▸ Work to complete:
Swap "report" for "list" wherever it occurs in the items below, keeping every other word and mark as it stands.

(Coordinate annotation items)

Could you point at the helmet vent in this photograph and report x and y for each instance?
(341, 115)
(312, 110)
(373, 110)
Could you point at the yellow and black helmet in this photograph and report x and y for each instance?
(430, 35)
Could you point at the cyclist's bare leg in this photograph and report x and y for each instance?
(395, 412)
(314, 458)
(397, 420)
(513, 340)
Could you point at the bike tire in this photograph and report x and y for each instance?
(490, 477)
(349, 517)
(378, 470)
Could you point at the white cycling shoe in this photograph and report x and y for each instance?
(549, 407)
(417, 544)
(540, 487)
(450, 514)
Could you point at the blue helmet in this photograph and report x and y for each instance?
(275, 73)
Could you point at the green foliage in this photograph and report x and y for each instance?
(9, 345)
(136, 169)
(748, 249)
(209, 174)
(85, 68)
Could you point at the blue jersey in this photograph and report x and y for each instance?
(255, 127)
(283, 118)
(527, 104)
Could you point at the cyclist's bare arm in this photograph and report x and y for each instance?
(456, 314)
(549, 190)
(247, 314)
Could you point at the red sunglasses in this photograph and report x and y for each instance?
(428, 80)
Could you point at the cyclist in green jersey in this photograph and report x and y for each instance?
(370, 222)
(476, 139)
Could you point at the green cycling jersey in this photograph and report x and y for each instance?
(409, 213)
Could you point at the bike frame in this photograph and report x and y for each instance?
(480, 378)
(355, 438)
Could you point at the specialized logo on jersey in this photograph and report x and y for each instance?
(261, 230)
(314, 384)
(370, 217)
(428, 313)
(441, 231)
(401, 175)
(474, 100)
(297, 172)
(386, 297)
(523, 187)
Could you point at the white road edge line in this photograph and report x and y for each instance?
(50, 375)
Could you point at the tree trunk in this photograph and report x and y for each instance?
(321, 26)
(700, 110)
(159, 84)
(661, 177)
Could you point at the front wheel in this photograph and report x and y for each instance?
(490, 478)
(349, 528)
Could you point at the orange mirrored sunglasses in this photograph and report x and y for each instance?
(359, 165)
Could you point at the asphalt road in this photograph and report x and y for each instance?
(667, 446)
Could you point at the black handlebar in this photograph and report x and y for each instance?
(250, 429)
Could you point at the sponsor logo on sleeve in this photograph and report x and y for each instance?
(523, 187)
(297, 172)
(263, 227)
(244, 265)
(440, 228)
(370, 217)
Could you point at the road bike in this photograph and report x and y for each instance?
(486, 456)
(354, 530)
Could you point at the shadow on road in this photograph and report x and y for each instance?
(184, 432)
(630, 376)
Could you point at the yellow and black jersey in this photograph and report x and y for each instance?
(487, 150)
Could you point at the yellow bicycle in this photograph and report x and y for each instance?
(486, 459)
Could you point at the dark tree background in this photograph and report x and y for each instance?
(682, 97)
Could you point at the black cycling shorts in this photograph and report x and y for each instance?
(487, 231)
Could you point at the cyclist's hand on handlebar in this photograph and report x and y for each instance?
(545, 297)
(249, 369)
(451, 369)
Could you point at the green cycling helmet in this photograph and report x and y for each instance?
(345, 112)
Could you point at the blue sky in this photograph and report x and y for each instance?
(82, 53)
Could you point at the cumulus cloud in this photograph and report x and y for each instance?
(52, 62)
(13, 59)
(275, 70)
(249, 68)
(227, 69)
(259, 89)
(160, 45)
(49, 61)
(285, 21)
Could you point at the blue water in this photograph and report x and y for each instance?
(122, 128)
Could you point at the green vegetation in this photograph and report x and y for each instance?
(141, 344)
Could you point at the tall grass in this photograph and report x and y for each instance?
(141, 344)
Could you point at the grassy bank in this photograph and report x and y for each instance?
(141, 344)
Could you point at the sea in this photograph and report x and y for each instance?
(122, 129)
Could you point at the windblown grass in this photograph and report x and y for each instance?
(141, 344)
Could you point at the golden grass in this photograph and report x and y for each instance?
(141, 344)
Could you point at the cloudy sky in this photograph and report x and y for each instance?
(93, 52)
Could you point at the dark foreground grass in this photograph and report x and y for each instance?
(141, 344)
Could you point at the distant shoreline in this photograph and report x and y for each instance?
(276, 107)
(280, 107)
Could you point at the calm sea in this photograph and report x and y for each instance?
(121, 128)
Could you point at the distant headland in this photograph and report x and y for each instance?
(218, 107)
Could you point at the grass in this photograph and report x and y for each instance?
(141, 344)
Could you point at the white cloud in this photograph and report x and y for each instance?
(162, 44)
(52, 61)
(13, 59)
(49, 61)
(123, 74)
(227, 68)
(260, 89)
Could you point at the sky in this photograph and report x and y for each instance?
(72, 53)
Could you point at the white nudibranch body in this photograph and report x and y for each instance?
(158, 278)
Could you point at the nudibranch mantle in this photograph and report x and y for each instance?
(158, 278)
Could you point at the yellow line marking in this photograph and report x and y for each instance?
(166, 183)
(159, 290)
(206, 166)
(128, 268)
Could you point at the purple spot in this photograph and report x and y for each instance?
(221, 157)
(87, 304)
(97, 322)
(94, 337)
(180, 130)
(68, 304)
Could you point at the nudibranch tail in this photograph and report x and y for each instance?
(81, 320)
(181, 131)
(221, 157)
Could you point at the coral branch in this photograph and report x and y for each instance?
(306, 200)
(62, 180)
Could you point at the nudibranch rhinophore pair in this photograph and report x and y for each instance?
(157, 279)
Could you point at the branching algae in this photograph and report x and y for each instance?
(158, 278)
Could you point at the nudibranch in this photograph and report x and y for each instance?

▸ Final answer:
Could you point at the helmet vent in this photograph and list x and y for each instance?
(341, 115)
(312, 110)
(373, 110)
Could you point at the yellow and black helmet in this photograph and list x and y for each instance?
(430, 35)
Could you point at the cyclist's bare leg in this photograph and list x and y for each instance?
(395, 412)
(314, 458)
(397, 420)
(513, 340)
Could you point at the bike tire in this photograph and list x and y for each instance?
(490, 477)
(349, 517)
(378, 470)
Could you point at the white cycling shoe in this photograph and list x and y for each instance?
(549, 407)
(417, 544)
(540, 487)
(450, 514)
Could you point at the blue helmet in this photograph and list x and y for each instance?
(275, 73)
Could you point at the green foliage in this photograph and list x and y for each instance?
(9, 345)
(136, 169)
(748, 249)
(209, 174)
(85, 68)
Could you point at the blue jersey in this photograph and list x and y for each instance?
(255, 127)
(283, 118)
(527, 104)
Could you point at the cyclist's bare arm in this photograph and list x and y for each instance?
(456, 314)
(549, 190)
(247, 314)
Could you point at the red sunglasses in this photograph and list x and y for each instance?
(428, 80)
Could you point at the cyclist in green jersey in this photograph and list x and y for each instance?
(370, 222)
(476, 139)
Could you point at the green cycling jersey in this photograph and list x and y for each instance?
(409, 213)
Could you point at the bike frame in this photograph and list x and y for each instance?
(480, 378)
(355, 438)
Could you point at the specialized logo on jersey in this photograph and list x and y for each instance?
(261, 230)
(314, 384)
(370, 217)
(428, 313)
(441, 231)
(401, 175)
(474, 100)
(297, 172)
(386, 297)
(523, 187)
Could you point at the white road edge line in this photograph and list x and y for each instance?
(50, 375)
Could you point at the tree trunk in this photograph and list x and y for each instance?
(321, 26)
(700, 110)
(159, 84)
(661, 177)
Could you point at the front wheel in this photograph and list x and y for each instance?
(490, 478)
(349, 528)
Could you point at the orange mirrored sunglasses in this photograph and list x and y for each instance?
(359, 165)
Could you point at the asphalt road in this photograph and list x and y for each instance?
(667, 446)
Could you point at the black handlebar in this photograph and list x and y for each instance?
(250, 429)
Could you point at the sponsor logo on sleeve in this photograph and list x and y for each instance?
(523, 187)
(297, 172)
(263, 227)
(244, 265)
(440, 228)
(370, 217)
Could you point at the road bike in this photograph and list x and y for each instance?
(486, 456)
(354, 530)
Could you point at the shadow on road in this photograph and list x and y for each instance?
(184, 432)
(630, 376)
Could you point at the yellow and black jersey in this photograph and list x and y for each instance?
(487, 150)
Could you point at the yellow bicycle in this photograph and list x and y for each instance?
(486, 459)
Could you point at the dark tree background in this photograph and list x and y for each instance?
(682, 97)
Could you point at the black cycling shorts in this photograph and list x and y for each instance?
(487, 231)
Could you point at the cyclist's hand on handlebar in this photograph and list x and y for each instance?
(545, 297)
(249, 369)
(451, 369)
Could you point at the green cycling helmet in this photograph and list x and y for each instance?
(345, 112)
Could you point at the blue sky in this photograph and list x and y for each instance?
(82, 53)
Could you point at the cumulus cloud in this photograph and list x and y for each instance?
(52, 62)
(13, 59)
(275, 70)
(249, 68)
(227, 69)
(259, 89)
(160, 45)
(49, 61)
(285, 21)
Could you point at the blue water in this photograph and list x and y for each instance?
(122, 128)
Could you point at the green vegetation in this photograph and list x and y for each instance?
(141, 344)
Could you point at the tall grass in this photograph and list x and y for each instance?
(141, 344)
Could you point at the grassy bank in this photograph and list x and y for each instance?
(141, 344)
Could you point at the sea in this photograph and list x and y for each instance?
(122, 129)
Could you point at the windblown grass in this photograph and list x and y for each instance?
(141, 344)
Could you point at the golden grass in this photograph and list x and y for each instance?
(141, 344)
Could you point at the cloudy sky in this photograph and list x and y for each instance?
(93, 52)
Could you point at the dark foreground grass in this photograph and list x and y for each instance?
(141, 344)
Could you point at the distant shoreline in this photograph and list x and y for each instance?
(276, 107)
(280, 107)
Could you point at the calm sea in this photograph and list x and y for each instance?
(121, 128)
Could you point at the distant headland in this photograph and list x and y for each instance?
(218, 107)
Could you point at the grass in this photograph and list x and y for each instance?
(141, 344)
Could you point at the white cloud in this photograph and list x and y for each instance?
(162, 44)
(52, 61)
(13, 59)
(49, 61)
(123, 74)
(227, 68)
(260, 89)
Could you point at the sky in this photograph and list x and y for each instance?
(72, 53)
Could you point at the white nudibranch body in this photograph and list x and y for each instance?
(158, 278)
Could you point at the nudibranch mantle in this photograph and list x and y for each instance?
(158, 278)
Could you point at the yellow line marking in this photograph and list x and y for each instance?
(166, 183)
(159, 290)
(206, 166)
(128, 268)
Could you point at the purple spot in this photograph and list x and y for each instance?
(221, 157)
(87, 304)
(97, 322)
(94, 337)
(180, 130)
(68, 304)
Could you point at the nudibranch tail in this photograph and list x and y for each instance?
(81, 320)
(181, 131)
(221, 157)
Could you point at the coral branch in this photograph and list x and y for each instance?
(306, 200)
(62, 180)
Could you point at the nudibranch rhinophore pair in this photograph and list x and y for each instance?
(157, 279)
Could you point at the branching algae in this photograph and list x and y for each instance?
(158, 278)
Could you point at the nudibranch in this photograph and list x and y for each instance?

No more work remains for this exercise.